**TASK DESCRIPTION:** Please copy the entries starting with the line with "Task: kindly identify the dark water" and going on through the end of the entries, substituting "open water" for "dark water" and leaving everything else unchanged.
── SUPPLIED DATA ──
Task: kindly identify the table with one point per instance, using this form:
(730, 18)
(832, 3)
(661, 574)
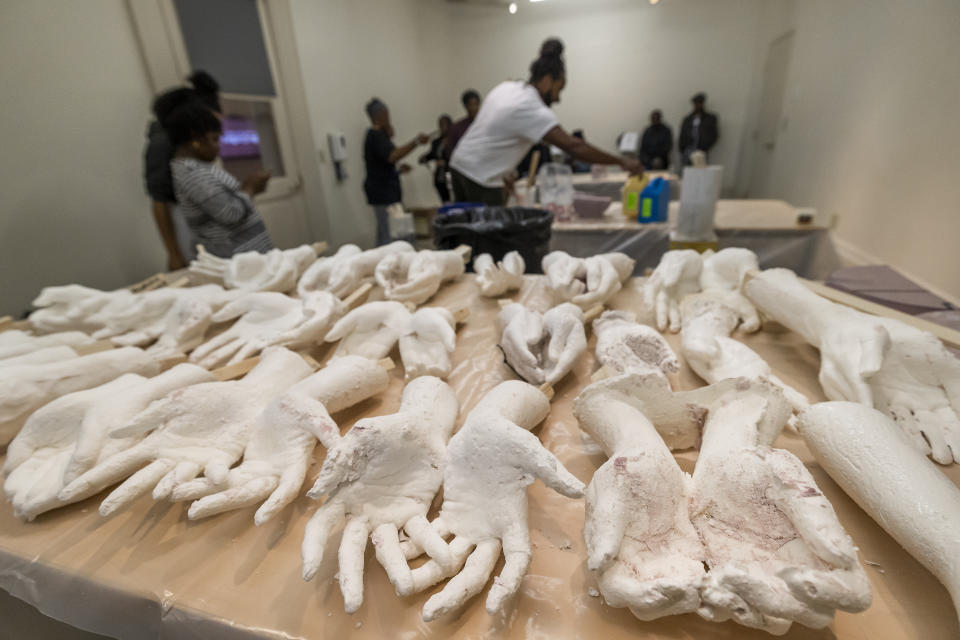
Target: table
(769, 228)
(149, 572)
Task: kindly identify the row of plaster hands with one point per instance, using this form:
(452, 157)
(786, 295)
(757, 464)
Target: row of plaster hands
(775, 550)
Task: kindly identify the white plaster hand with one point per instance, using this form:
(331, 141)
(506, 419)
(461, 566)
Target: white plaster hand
(417, 277)
(267, 319)
(495, 279)
(66, 437)
(625, 346)
(382, 477)
(426, 349)
(542, 349)
(566, 275)
(879, 362)
(284, 436)
(15, 342)
(25, 388)
(202, 428)
(319, 275)
(275, 270)
(371, 330)
(490, 462)
(641, 544)
(677, 276)
(776, 552)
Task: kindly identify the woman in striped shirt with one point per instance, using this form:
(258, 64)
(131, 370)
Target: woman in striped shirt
(218, 208)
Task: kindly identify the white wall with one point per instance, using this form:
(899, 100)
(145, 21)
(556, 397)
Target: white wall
(624, 59)
(871, 130)
(350, 51)
(74, 103)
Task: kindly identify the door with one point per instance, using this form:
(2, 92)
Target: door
(770, 119)
(234, 41)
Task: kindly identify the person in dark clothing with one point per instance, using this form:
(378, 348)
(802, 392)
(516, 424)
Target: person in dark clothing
(437, 155)
(174, 231)
(471, 102)
(382, 184)
(656, 143)
(699, 131)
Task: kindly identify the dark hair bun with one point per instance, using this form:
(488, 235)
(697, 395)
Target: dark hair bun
(551, 48)
(203, 82)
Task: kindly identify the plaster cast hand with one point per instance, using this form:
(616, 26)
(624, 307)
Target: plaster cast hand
(775, 550)
(880, 362)
(66, 437)
(382, 477)
(542, 349)
(709, 318)
(267, 319)
(284, 436)
(641, 545)
(371, 330)
(604, 275)
(68, 307)
(202, 428)
(25, 388)
(416, 277)
(625, 346)
(318, 276)
(495, 279)
(490, 463)
(677, 276)
(275, 270)
(426, 349)
(566, 275)
(872, 460)
(15, 343)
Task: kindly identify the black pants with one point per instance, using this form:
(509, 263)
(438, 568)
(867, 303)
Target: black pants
(466, 190)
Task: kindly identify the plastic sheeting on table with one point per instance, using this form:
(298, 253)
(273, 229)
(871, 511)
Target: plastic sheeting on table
(150, 572)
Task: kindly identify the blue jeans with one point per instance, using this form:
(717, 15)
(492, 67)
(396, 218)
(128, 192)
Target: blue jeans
(383, 224)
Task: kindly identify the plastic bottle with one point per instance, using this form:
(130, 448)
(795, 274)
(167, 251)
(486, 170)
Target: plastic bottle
(631, 195)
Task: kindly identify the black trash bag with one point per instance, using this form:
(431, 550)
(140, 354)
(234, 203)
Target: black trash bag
(497, 231)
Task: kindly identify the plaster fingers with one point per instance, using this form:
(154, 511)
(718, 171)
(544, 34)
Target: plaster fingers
(466, 584)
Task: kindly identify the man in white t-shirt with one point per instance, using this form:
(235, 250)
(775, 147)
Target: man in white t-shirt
(515, 115)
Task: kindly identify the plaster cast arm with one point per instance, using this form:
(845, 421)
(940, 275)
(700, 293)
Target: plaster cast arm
(416, 277)
(284, 436)
(267, 319)
(426, 349)
(776, 552)
(641, 545)
(624, 346)
(66, 437)
(26, 388)
(495, 279)
(15, 343)
(677, 276)
(489, 464)
(371, 330)
(275, 270)
(381, 477)
(880, 362)
(201, 428)
(542, 349)
(874, 463)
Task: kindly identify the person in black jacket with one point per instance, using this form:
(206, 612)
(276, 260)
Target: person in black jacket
(699, 131)
(437, 155)
(176, 235)
(656, 143)
(382, 184)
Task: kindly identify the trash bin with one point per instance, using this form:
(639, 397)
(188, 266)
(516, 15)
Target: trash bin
(497, 230)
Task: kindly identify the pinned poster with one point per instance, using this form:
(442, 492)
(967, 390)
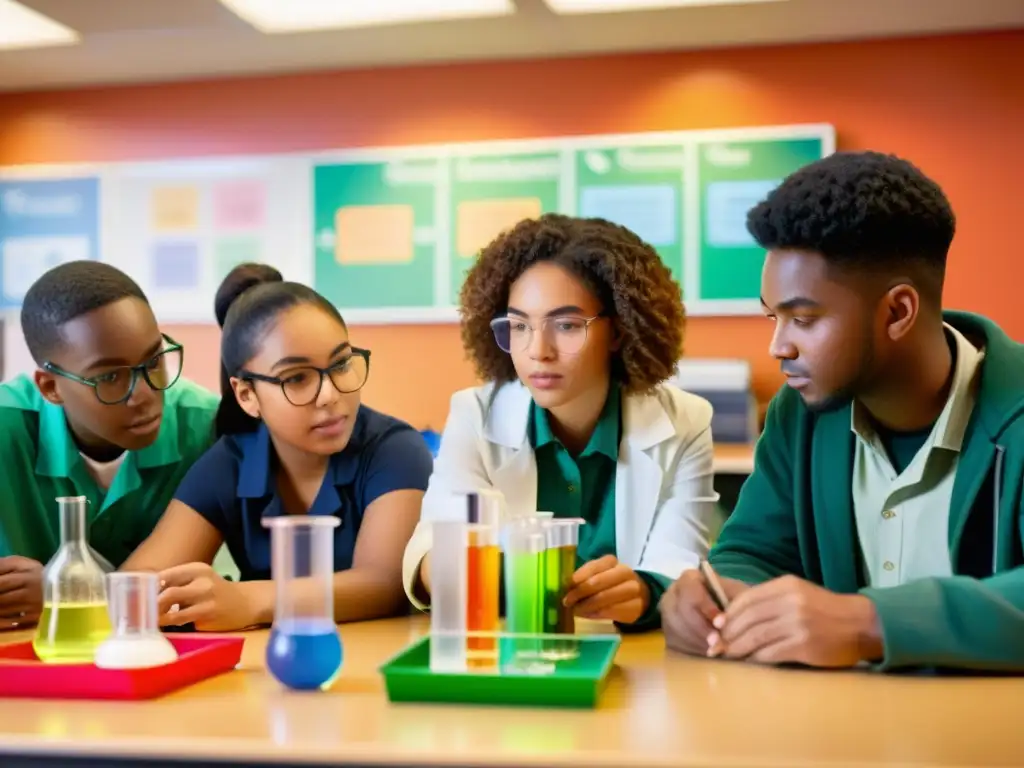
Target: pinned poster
(43, 223)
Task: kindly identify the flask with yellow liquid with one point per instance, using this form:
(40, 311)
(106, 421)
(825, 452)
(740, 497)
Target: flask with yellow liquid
(75, 619)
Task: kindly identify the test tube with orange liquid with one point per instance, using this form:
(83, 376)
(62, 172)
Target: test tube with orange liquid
(483, 516)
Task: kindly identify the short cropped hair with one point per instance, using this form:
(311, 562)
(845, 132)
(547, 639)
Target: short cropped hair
(626, 274)
(861, 211)
(67, 292)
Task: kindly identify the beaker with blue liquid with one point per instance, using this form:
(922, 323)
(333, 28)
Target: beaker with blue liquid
(304, 650)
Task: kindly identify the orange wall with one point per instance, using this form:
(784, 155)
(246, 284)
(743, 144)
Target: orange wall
(951, 104)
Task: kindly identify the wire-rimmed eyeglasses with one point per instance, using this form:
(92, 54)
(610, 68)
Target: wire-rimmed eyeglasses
(566, 333)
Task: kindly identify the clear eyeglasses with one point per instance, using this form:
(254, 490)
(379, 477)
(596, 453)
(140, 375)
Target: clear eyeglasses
(567, 334)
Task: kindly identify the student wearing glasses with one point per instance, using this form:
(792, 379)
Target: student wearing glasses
(294, 440)
(105, 416)
(577, 325)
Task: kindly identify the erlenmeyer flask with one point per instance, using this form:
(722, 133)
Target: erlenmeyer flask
(75, 620)
(304, 648)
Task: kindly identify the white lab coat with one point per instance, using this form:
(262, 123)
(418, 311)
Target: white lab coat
(665, 497)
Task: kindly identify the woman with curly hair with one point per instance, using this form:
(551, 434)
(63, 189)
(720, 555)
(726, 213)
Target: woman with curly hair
(576, 325)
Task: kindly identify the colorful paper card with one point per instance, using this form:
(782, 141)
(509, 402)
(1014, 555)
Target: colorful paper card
(374, 235)
(479, 221)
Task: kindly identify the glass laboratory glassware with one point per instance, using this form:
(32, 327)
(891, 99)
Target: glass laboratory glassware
(562, 536)
(134, 608)
(75, 619)
(304, 649)
(482, 585)
(524, 550)
(448, 596)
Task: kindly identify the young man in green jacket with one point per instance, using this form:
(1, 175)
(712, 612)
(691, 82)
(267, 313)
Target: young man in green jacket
(105, 416)
(883, 521)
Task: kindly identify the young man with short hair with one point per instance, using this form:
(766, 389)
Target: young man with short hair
(105, 416)
(883, 521)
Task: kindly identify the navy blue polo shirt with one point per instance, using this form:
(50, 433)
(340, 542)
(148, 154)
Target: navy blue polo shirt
(232, 486)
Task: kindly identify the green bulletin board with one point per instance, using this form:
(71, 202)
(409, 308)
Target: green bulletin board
(395, 230)
(489, 190)
(640, 187)
(370, 220)
(733, 177)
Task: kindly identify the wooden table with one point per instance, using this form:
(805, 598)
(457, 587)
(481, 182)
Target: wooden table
(658, 710)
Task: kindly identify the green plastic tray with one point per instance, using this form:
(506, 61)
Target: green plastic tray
(523, 674)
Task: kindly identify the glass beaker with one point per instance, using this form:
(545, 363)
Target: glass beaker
(75, 620)
(304, 648)
(134, 608)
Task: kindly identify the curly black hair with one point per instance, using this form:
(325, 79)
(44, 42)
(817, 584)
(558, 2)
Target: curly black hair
(66, 292)
(626, 274)
(863, 211)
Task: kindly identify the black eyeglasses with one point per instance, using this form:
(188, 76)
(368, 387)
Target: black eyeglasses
(116, 385)
(302, 385)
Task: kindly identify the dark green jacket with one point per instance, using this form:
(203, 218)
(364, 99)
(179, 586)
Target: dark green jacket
(795, 515)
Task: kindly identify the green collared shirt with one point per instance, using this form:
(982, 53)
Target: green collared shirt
(40, 462)
(585, 486)
(901, 497)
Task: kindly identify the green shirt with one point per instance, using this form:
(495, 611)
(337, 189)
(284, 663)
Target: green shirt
(796, 515)
(585, 486)
(41, 462)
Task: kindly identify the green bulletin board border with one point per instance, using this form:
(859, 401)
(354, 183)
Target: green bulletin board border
(444, 311)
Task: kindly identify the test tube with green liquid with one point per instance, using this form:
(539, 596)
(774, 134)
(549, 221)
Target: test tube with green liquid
(524, 559)
(559, 565)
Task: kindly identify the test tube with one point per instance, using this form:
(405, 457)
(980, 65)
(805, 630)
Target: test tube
(523, 566)
(136, 641)
(448, 596)
(524, 588)
(559, 565)
(304, 648)
(482, 577)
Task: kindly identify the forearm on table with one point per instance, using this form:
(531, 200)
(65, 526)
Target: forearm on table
(363, 593)
(358, 594)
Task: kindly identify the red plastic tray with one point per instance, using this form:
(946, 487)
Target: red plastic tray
(24, 676)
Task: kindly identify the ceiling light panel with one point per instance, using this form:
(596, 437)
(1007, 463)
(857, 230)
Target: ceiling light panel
(22, 27)
(275, 16)
(607, 6)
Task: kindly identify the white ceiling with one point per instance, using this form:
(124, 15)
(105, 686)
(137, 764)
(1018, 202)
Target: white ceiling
(159, 40)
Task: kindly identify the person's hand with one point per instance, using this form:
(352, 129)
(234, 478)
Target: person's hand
(20, 592)
(687, 611)
(606, 589)
(788, 620)
(203, 597)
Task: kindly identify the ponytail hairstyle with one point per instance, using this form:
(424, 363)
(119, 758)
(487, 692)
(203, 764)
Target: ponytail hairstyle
(247, 304)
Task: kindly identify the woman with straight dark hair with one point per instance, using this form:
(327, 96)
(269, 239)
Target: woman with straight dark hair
(294, 439)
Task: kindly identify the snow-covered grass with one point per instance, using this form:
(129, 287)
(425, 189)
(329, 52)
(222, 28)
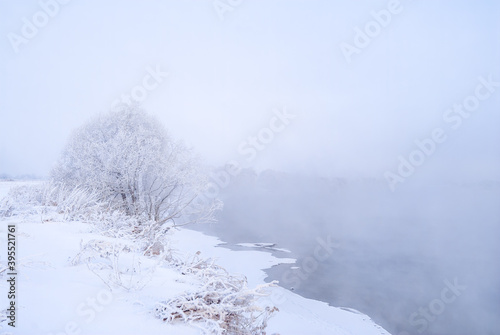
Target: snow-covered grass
(74, 280)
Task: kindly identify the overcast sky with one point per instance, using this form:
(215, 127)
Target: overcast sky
(230, 69)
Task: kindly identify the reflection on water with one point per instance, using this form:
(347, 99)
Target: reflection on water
(418, 261)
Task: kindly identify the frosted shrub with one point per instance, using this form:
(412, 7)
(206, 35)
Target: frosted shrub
(223, 305)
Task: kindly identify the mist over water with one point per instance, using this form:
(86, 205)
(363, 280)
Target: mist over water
(393, 254)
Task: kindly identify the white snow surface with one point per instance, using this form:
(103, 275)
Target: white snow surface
(56, 297)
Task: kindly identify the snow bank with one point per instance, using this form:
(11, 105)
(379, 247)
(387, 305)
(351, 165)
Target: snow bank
(55, 296)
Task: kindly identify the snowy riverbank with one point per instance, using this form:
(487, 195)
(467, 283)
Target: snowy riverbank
(55, 296)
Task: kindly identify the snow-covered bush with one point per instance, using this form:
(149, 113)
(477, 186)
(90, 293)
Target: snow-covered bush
(116, 263)
(130, 161)
(23, 200)
(223, 305)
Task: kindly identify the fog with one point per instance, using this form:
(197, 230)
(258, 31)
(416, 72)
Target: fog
(386, 139)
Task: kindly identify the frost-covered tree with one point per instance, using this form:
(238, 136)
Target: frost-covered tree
(130, 160)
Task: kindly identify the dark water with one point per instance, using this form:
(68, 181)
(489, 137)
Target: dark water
───
**FINISHED TASK:**
Task: kindly identify the open water with one point per instance, using this form:
(68, 181)
(489, 137)
Target: open water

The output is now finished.